Dataset excerpts:
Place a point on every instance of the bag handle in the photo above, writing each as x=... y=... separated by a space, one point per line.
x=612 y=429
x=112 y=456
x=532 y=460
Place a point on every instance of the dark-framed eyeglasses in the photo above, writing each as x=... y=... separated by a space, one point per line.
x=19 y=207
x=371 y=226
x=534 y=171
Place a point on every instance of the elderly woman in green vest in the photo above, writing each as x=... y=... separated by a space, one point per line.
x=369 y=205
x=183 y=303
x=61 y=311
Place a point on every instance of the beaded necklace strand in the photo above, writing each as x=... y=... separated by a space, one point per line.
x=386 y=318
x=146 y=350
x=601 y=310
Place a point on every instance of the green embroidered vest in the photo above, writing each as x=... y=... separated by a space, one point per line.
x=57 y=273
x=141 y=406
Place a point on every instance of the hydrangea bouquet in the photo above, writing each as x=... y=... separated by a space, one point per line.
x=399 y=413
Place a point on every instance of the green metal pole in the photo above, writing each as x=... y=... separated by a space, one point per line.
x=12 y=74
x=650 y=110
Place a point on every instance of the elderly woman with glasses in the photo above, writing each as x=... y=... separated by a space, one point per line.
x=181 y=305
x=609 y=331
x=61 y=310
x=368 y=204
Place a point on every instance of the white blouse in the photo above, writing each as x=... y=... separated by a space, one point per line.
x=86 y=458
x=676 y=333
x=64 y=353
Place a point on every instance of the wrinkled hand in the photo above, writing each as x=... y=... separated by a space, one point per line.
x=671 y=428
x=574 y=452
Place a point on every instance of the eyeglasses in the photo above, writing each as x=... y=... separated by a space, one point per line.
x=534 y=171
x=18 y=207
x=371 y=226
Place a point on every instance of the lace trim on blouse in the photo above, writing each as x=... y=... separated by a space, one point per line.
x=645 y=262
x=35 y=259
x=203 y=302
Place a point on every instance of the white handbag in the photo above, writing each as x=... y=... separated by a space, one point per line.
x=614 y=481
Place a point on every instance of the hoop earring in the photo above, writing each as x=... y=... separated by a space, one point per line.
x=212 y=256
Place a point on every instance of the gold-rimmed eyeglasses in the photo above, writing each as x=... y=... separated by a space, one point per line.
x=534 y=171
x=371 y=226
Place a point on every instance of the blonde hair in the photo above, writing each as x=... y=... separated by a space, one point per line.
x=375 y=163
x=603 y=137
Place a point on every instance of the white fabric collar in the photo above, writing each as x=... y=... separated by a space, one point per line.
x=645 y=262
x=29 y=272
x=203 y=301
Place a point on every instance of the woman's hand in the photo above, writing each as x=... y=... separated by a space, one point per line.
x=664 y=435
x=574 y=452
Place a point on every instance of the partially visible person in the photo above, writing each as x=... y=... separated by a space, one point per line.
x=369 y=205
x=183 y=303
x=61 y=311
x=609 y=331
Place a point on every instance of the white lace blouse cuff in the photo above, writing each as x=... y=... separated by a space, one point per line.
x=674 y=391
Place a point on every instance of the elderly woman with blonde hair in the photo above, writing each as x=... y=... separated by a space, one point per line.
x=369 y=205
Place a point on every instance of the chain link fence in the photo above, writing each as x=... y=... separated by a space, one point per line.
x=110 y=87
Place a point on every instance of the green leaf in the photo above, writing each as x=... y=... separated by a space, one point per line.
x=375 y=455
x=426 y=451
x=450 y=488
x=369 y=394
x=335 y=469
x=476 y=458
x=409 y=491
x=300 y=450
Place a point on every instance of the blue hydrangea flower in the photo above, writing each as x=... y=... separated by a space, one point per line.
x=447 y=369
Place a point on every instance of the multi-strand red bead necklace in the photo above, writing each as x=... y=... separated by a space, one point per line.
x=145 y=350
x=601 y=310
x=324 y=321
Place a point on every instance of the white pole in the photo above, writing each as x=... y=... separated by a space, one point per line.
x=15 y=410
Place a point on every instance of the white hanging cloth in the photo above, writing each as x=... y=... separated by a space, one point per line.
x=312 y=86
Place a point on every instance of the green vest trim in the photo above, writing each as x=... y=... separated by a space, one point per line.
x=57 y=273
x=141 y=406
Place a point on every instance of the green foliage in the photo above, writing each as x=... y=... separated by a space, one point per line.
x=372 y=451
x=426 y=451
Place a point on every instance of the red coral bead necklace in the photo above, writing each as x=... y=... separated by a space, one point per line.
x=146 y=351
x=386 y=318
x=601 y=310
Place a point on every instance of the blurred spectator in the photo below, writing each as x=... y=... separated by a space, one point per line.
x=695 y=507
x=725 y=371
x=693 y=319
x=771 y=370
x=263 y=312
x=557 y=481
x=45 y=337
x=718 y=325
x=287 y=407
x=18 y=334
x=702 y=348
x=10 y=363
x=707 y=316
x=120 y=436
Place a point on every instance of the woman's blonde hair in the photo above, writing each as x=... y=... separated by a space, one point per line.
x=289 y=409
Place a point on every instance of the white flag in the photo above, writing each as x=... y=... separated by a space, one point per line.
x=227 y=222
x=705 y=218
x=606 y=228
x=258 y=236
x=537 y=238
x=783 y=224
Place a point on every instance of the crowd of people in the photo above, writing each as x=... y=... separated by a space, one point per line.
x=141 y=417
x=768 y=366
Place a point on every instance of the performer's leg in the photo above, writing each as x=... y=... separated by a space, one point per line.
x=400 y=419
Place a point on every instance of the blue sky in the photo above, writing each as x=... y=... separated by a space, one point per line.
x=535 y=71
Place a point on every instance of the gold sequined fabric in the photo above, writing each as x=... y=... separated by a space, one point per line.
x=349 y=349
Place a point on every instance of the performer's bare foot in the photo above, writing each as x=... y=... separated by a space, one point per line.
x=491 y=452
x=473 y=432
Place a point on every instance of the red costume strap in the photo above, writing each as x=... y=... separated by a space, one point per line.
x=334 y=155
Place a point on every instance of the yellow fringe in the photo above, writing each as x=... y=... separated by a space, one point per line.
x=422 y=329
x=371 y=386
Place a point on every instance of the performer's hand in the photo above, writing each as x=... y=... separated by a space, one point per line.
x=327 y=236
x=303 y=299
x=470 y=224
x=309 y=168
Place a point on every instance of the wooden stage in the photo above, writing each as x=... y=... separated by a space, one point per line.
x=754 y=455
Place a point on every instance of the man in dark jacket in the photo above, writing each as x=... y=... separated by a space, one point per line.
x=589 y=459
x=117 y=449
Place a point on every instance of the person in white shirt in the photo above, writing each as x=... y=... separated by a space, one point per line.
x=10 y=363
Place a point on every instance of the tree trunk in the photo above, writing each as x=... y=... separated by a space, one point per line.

* **DIRECTIONS**
Every entry should be reproduced word for word.

* **WRITTEN RESPONSE**
Place a point on every instance of the bag handle in the photo above, writing each as x=... y=... separated by a space, one point per line.
x=612 y=429
x=112 y=456
x=532 y=460
Place a point on every instance of the dark-framed eyeglasses in the photo above, writing each as x=... y=... separated by a space, one point per line.
x=19 y=207
x=371 y=226
x=534 y=171
Place a point on every instance of the elderly woman in green vest in the photo above, writing each as x=... y=... separated by a space, one point per line.
x=369 y=205
x=183 y=303
x=61 y=311
Place a point on every instance of the beaded necklace strand in the photo above, writing each as x=... y=... separated by a space, one point per line.
x=386 y=318
x=146 y=350
x=601 y=310
Place a point on every instance of the green embroidered vest in the photo above, writing each as x=... y=... separated by a space, one point per line.
x=57 y=273
x=141 y=406
Place a point on every instance of the hydrangea bouquet in the photo above, writing each as x=... y=... separated by a space, one point per line.
x=399 y=413
Place a point on every instance of the green metal pole in the photo above, writing each as x=... y=... separated by a space, one point per line.
x=12 y=74
x=650 y=110
Place a point on every instance of the elderly woman with glasses in the photo above, writing each as x=... y=... separated by a space, one point per line.
x=181 y=305
x=609 y=331
x=61 y=310
x=368 y=204
Place a point on every instance of the white blouse in the photo above, writing each as x=... y=... separated by a space, one point per line.
x=86 y=458
x=676 y=333
x=64 y=353
Place a point on every instance of the wrinkled hand in the photo above, writing each as x=... y=... separated by a space, one point per line.
x=671 y=428
x=574 y=452
Place a point on every instance of the eyeglasses in the photo above, writing each as x=... y=... separated by a space, one point per line.
x=534 y=171
x=18 y=207
x=371 y=226
Place a point on every instance of the lace trim on blouse in the photo above, writing each as x=... y=... separated by a space, one point per line.
x=645 y=262
x=35 y=259
x=203 y=302
Place a point on every instance of the white handbag in the photo above, writing each as x=... y=... separated by a space, one point per line.
x=614 y=481
Place a point on every instance of the hoop earring in the photo above, writing each as x=... y=... separated by a space, one point per line.
x=212 y=256
Place a point on every instance of the gold-rimmed eyeglasses in the photo above, writing each as x=... y=... separated by a space, one point per line.
x=534 y=171
x=371 y=226
Place a point on every instance of the blonde hair in the photo above, writing each as x=... y=... separated by a space, one point per line.
x=375 y=163
x=603 y=137
Place a point on every instance of the white fabric collar in the photo above, writing each as x=... y=... separated by a space, one point per line.
x=645 y=262
x=29 y=272
x=203 y=301
Place a point on every instance of the woman's hand in the photo above, writing each as x=... y=... separated by a space, one point per line.
x=664 y=435
x=574 y=452
Place a point on every instance of the partially visible person in the photo above, writing each as x=... y=... separated by a space, one point per line.
x=369 y=205
x=183 y=303
x=61 y=311
x=609 y=331
Place a point on every instance of the white lace blouse cuff in the photo above, writing each as x=... y=... separated by a space, one point per line.
x=674 y=391
Place a point on every instance of the elderly woman with blonde hair in the photo above, writing each as x=... y=... separated by a space, one point per line.
x=369 y=205
Place a point on every instance of the chain link fence in the photo above, writing each as x=... y=... separated by a space, one point per line.
x=110 y=87
Place a point on every instance of the green leaf in the photo above, writing each as x=... y=... separated by a space, one point per line.
x=375 y=455
x=426 y=451
x=450 y=488
x=369 y=394
x=335 y=469
x=476 y=458
x=409 y=491
x=300 y=450
Place a point on every instance of the blue hydrangea flower in the photo above, writing each as x=... y=... separated by a space, one point per line.
x=447 y=369
Place a point on every instance of the multi-strand red bead necklace in the photo above, writing each as x=... y=... separated by a space, one point per line.
x=145 y=350
x=601 y=310
x=324 y=321
Place a point on every instance of the white pole in the photo above, writing each as x=... y=... separated by a space, one point per line.
x=15 y=410
Place a point on every instance of the white hanging cloth in the photo above, writing each as x=... y=... separated by a space, one point per line.
x=312 y=86
Place a point on every instance of the green vest trim in the photo above, writing each as x=... y=... separated by a space, one point per line.
x=57 y=273
x=141 y=406
Place a point on every instance of the green foliage in the photo above, writing each as x=... y=... separated by a space, one point per line.
x=372 y=451
x=426 y=451
Place a point on every instance of the red coral bead necklace in the photo above, writing each as x=... y=... separated by a space, one point per line.
x=146 y=351
x=386 y=318
x=601 y=310
Place a point on every instance of the blurred spectator in the photo below, writing each as x=... y=... separated by a space, one point per line.
x=695 y=507
x=725 y=371
x=693 y=319
x=771 y=370
x=263 y=312
x=557 y=481
x=45 y=337
x=718 y=325
x=287 y=407
x=18 y=334
x=702 y=348
x=10 y=363
x=707 y=316
x=120 y=436
Place a point on every instance of the woman's blonde hair in the photo above, writing each as x=... y=... separated by a space, one point per line.
x=289 y=409
Place a point on every instance of the white flag in the photo above, writing each as x=... y=... separated by a space, one point per line.
x=227 y=222
x=705 y=218
x=606 y=228
x=258 y=236
x=537 y=238
x=783 y=224
Place a point on every instance of the crowd of people in the photo above, writing each as x=... y=... separated by a space, one point per line.
x=141 y=417
x=768 y=366
Place a point on every instance of the performer's leg in the photo above, writing each as x=... y=... separated by a space, one point per line.
x=400 y=419
Place a point on every instance of the blue sky in the photo above, writing each as x=... y=... separated by a space, one point per line.
x=535 y=71
Place a point on every instance of the gold sequined fabric in the photo above, writing each as x=... y=... separated by a space, one point per line.
x=349 y=349
Place a point on every instance of the performer's bare foot in the photo above, writing each as x=... y=... separated by a space, one point per line.
x=491 y=452
x=473 y=432
Place a point on every instance of the red costume strap in the photo above, writing each as x=... y=... separated by a space, one point per line.
x=334 y=155
Place a point on every instance of the yellow fringe in the photo above, writing each as x=... y=... separated by a space, one point per line.
x=422 y=329
x=371 y=386
Place a point on every instance of the performer's hand in the photo above, writing each as x=... y=... separated by a space, one point per line.
x=327 y=236
x=303 y=299
x=470 y=224
x=309 y=168
Place a point on every instance of the wooden stage in the photo above, writing each as x=... y=... separated by a space, one point per line.
x=754 y=455
Place a point on every instance of the man in dark jacket in the photo above, writing each as x=... y=... separated by a space, one point per line.
x=589 y=459
x=117 y=449
Place a point on every instance of the person in white shirt in the photo above, writing each as x=... y=... separated by a space, one point per line.
x=10 y=363
Place a point on every instance of the tree trunk in the photo above, writing each as x=... y=... separated by a space, one point per line.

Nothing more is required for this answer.